--- TEXT BLOCK ---
Town manager sworn in at council meeting


Deena C. Bouknight – Contributing Writer

Although the Oct. 4 Town of Franklin council meeting began with the swearing in of two individuals and the presentation of a certificate of appreciation for another, much discussion centered on the uptick in homelessness in the Franklin area. 

Before new business ensued, Mayor Bob Scott first conducted the swearing in of Amanda (Amie) Owens as the new town manager. Owens, a native of Western North Carolina, has worked in local government for several years, as an executive assistant/deputy clerk for Haywood County and then town clerk for Waynesville, and most recently – before joining Town of Franklin – as assistant town manager in Virginia. 

“I am humbled and honored to have been appointed to the position of town manager of Franklin and look forward to serving the citizens,” said Owens the next day. “My goals for the town are to continue to provide exemplary service, make improvements to infrastructure, and continue to work with Council and staff to enhance economic and community development projects for increased business and housing opportunities.” 

She was joined at the swearing in by her mother, Melissa Welch, who Owens said “has been by my side and supportive of me throughout this entire journey, and I wanted her to share in this culmination of achieving my goal.”

Mayor Scott also oversaw the swearing in of Austin Ryan Holland, who was joined by his fiancée, Kayla Waldroup, and Franklin’s chief of police, Bill Harrell. Holland is a lateral transfer from Swain County Sheriff’s Office to the Franklin Police Department and has served in law enforcement for five years, last serving as a sergeant. 

Town Planner Justin Setser was presented with a certificate for “outstanding services” for the three months he served as interim town manager between the time the previous town manager, Summer Woodard, resigned to take a new position with the Town of Reidsville (N.C.), and the new town manager, Owens, stepped into her new role.

--- THE TASK ---
Decide whether each statement agrees with the article about the Franklin council meeting, and answer yes or no, quoting the words of the article that settle it. 1. Before coming to Franklin, Owens had been town clerk for Waynesville. 2. Holland transferred to the Franklin Police Department from the Haywood County Sheriff's Office. 3. Justin Setser served as interim town manager for six months. The rows have no connection to the article about the Franklin council meeting.

--- DATASET CONTENT ---
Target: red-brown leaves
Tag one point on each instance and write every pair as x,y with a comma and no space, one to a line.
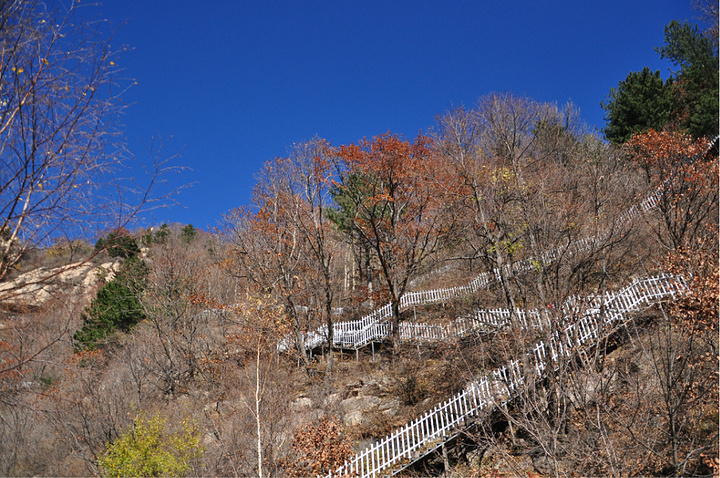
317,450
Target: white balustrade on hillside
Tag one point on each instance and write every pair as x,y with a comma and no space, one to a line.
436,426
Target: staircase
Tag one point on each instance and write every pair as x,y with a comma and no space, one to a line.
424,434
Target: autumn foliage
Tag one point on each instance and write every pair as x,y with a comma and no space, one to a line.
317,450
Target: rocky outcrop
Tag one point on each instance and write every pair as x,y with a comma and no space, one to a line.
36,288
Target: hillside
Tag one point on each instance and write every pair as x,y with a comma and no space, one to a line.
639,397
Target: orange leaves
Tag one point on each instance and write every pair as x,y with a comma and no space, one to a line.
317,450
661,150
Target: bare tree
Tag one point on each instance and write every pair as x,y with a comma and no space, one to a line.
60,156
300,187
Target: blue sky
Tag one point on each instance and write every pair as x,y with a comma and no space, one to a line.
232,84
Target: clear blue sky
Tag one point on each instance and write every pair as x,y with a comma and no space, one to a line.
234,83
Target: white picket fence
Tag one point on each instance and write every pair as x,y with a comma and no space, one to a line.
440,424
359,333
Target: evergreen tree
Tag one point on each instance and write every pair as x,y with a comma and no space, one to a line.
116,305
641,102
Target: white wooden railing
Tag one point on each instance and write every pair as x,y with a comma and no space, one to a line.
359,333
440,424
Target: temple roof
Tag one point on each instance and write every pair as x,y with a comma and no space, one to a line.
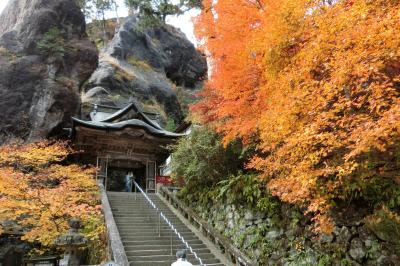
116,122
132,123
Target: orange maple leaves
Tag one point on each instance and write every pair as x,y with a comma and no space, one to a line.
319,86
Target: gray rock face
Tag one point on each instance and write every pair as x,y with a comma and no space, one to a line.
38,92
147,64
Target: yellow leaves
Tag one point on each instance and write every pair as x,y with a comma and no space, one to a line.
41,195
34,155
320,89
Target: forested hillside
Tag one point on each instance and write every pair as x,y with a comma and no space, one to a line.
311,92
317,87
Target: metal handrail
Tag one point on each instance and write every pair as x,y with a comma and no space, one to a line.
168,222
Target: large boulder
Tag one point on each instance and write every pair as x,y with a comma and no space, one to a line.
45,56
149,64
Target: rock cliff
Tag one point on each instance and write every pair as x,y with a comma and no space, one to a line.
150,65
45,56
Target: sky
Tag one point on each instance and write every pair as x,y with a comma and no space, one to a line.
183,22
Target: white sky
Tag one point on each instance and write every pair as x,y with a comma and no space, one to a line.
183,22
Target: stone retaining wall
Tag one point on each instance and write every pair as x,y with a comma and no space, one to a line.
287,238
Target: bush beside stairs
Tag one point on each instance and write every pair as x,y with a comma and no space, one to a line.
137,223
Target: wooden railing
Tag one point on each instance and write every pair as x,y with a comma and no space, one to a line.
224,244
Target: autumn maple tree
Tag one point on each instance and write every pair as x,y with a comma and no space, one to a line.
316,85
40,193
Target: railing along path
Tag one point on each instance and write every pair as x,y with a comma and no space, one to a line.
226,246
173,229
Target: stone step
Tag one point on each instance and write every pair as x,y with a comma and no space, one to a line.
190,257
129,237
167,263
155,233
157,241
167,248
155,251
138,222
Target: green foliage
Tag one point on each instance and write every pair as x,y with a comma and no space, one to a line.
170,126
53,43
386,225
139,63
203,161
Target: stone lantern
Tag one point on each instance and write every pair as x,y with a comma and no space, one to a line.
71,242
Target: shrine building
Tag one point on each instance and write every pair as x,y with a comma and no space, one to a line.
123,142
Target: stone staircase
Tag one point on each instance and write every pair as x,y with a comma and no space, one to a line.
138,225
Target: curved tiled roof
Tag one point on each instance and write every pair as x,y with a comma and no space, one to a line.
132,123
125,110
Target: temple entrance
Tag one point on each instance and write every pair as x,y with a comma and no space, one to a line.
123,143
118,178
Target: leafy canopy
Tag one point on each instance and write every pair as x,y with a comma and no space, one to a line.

--- COMPLETED EXERCISE ---
1. Yes: "then town clerk for Waynesville"
2. No: "a lateral transfer from Swain County Sheriff’s Office to the Franklin Police Department"
3. No: "for the three months he served as interim town manager"